TESTO SELEZIONATO —
▽

La comunione gerarchica
15. Per quanto riguarda il ministero petrino, gli auspici del papa sono ben noti: trovare, assieme ai pastori e ai teologi delle diverse Chiese, "le forme nelle quali questo ministero possa realizzare un servizio di amore riconosciuto dagli uni e dagli altri" (59). Ciò ha portato all’introduzione del principio regolatore della necessitas Ecclesiæ (60) - intesa oggi come istanza che giustifica la realizzazione dell’unità dei cristiani ? per attenuare ciò che, nell’esercizio del ministero petrino, potrebbe essere di ostacolo all’ecumenismo.

16. Secondo il cardinale Kasper, questo passo non è ancora sufficiente. Bisogna superare ancora gli ostacoli presenti nelle comunità separate, per esempio l’invalidità decretata nei confronti delle ordinazioni anglicane (61). Per raggiungere questo obiettivo, egli propone una ridefinizione del concetto di successione apostolica, non più da intendersi "nel senso di una successione storica nell’imposizione delle mani risalente nei secoli a un apostolo - questa sarebbe una visione del tutto meccanicistica e individualistica", bensì nel senso di una "partecipazione collegiale in un collegio il quale, come un tutto, risale agli apostoli per ciò che riguarda la condivisione della stessa fede apostolica e la medesima missione
apostolica" (62).

Capitolo II

I PROBLEMI DOTTRINALI POSTI DALL’ECUMENISMO(63)

17. La prassi ecumenica di questo pontificato riposa interamente sulla distinzione Chiesa di Cristo/Chiesa
cattolica, distinzione che permette l’ipotesi secondo la quale, se la comunione visibile è stata ferita dalle divisioni ecclesiali, la comunione dei santi, considerata come attribuzione dei beni spirituali nella comune unione con Cristo, non è stata distrutta. Ebbene, questa affermazione è incompatibile con la fede cattolica.


La Chiesa di Cristo è la Chiesa cattolica
18. È impossibile distinguere la Chiesa di Cristo dalla Chiesa cattolica, così come fa la prassi ecumenica. Per il fatto stesso di esser considerata come realtà interiore, questa "Chiesa Corpo di Cristo", effettivamente distinta dalla Chiesa cattolica, si riallaccia alla nozione protestante di una "Chiesa invisibile per noi, visibile ai soli occhi di Dio" (64). Questa nozione di Chiesa è contraria agli insegnamenti costanti della Chiesa. Leone XIII, parlando della Chiesa, afferma per esempio: "È per il fatto di essere un corpo che la Chiesa è visibile ai nostri sguardi" (65). Pio XII dice la stessa cosa: "La Sua Chiesa, Cristo Nostro Signore l’ha stabilita come società perfetta, esteriore per natura e percepibile ai sensi" (66). Pio XII potrà allora concludere che "immaginare una Chiesa che non si potrebbe né vedere né toccare, che sarebbe solo “spirituale” (pneumatica), nella quale numerose comunità cristiane, per quanto divise tra di loro nella fede, sarebbero tuttavia riunite in un vincolo invisibile: tutto ciò significa allontanarsi dalla verità divina" (67).

△

COMPITI DA SVOLGERE —
[a] Nel testo selezionato, quale ostacolo presente nelle comunità separate viene indicato come esempio nel paragrafo dedicato al cardinale Kasper?
[b] Traduci in inglese questa frase del testo selezionato: "Questa nozione di Chiesa è contraria agli insegnamenti costanti della Chiesa."

Dati sul posizionamento dei punti:
▽

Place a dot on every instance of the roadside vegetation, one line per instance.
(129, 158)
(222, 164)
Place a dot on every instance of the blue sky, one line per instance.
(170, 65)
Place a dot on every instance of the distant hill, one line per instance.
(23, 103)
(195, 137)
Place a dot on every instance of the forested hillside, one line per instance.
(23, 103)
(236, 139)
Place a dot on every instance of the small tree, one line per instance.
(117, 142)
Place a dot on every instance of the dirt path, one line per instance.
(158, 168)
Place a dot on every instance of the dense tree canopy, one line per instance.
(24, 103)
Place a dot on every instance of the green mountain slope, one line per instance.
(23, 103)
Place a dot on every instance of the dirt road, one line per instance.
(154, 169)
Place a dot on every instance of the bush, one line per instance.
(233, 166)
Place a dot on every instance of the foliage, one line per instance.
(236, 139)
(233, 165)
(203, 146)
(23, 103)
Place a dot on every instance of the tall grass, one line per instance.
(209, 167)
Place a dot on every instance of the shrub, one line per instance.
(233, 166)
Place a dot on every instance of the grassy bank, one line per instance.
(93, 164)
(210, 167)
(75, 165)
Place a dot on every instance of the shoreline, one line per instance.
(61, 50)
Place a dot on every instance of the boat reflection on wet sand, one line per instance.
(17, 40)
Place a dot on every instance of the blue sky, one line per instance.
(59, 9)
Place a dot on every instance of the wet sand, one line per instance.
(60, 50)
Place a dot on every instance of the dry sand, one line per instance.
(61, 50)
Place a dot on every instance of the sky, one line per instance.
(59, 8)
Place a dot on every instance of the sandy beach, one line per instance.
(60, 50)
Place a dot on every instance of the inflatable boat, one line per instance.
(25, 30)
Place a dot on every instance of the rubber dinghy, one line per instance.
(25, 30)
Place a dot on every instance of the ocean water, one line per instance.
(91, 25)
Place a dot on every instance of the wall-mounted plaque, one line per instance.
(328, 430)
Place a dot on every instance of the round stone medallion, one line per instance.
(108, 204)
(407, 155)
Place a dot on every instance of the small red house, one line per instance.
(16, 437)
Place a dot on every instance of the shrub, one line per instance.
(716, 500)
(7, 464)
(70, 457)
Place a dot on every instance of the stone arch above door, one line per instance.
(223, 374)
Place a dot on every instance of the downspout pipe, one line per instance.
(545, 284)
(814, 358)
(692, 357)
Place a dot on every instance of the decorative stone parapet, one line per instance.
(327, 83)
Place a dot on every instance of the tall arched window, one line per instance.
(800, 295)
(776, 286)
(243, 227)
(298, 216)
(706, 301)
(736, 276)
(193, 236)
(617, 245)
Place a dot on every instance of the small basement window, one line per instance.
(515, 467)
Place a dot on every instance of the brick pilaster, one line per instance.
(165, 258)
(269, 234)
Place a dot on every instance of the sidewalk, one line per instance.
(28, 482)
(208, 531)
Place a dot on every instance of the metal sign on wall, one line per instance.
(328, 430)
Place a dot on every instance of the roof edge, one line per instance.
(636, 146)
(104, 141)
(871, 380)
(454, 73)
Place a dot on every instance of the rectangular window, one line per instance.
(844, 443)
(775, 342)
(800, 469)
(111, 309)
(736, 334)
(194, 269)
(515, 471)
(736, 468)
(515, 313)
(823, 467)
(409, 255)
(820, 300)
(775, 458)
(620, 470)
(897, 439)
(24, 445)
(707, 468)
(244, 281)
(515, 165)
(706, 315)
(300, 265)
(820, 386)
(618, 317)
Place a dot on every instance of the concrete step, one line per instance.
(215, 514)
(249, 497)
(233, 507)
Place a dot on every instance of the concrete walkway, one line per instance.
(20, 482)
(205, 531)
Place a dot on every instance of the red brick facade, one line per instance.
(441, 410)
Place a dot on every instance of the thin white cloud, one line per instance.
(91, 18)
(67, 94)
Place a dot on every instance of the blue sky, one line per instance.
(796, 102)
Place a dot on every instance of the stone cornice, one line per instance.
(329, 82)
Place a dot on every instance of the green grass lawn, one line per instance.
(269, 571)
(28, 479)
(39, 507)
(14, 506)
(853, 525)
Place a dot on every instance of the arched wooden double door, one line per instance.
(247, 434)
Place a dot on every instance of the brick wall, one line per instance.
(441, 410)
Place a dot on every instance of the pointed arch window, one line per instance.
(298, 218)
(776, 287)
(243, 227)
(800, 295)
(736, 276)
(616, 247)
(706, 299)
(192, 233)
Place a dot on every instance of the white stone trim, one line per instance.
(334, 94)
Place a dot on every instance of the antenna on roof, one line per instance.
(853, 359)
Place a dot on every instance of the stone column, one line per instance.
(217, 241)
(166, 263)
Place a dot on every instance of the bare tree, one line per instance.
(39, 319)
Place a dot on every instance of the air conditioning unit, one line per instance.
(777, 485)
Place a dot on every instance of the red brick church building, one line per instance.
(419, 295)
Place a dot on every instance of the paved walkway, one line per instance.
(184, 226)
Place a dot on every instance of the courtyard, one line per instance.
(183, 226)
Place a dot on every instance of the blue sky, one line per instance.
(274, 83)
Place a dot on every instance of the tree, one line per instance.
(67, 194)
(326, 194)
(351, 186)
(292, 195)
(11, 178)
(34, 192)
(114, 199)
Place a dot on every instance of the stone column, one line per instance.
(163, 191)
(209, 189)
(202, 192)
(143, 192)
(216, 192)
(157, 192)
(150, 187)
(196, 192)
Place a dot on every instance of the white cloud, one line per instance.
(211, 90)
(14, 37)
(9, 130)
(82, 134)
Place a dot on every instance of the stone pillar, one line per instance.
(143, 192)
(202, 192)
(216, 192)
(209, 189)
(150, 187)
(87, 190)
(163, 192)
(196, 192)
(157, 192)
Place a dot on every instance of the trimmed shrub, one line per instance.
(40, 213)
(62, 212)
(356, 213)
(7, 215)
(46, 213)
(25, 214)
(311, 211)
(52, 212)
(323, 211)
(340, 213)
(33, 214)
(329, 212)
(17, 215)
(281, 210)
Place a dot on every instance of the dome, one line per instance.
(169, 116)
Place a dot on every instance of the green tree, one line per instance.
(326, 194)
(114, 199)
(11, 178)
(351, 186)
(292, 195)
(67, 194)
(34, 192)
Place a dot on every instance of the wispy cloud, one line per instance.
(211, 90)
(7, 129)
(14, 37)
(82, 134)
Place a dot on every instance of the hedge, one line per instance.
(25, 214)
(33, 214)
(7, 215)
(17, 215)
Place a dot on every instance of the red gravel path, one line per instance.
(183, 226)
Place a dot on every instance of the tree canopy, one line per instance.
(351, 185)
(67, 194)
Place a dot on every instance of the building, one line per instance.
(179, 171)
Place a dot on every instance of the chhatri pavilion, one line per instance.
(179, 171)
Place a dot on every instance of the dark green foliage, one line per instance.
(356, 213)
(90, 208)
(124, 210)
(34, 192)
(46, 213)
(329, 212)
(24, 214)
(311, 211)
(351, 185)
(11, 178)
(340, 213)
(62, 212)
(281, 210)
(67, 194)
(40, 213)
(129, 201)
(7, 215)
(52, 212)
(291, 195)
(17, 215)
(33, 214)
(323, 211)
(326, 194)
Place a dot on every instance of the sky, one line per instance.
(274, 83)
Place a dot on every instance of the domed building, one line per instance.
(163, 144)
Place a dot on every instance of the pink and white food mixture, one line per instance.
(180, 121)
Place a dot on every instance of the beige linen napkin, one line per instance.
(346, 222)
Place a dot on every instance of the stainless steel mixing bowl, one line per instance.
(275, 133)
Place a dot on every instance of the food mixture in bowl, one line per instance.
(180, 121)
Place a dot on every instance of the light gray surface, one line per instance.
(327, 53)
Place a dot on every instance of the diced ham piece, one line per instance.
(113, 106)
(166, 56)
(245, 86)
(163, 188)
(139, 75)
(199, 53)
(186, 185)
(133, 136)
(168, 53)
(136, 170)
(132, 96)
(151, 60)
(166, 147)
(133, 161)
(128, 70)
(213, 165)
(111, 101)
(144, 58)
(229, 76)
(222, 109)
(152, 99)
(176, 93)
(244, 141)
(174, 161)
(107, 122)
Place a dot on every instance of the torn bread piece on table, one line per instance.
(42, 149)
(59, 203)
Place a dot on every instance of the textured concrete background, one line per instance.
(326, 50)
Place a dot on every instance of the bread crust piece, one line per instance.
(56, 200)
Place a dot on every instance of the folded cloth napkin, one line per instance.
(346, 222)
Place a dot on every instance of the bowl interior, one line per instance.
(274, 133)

△

RISPOSTE AI COMPITI —
[a] L'invalidità decretata nei confronti delle ordinazioni anglicane.

[b] This notion of the Church is contrary to the constant teachings of the Church.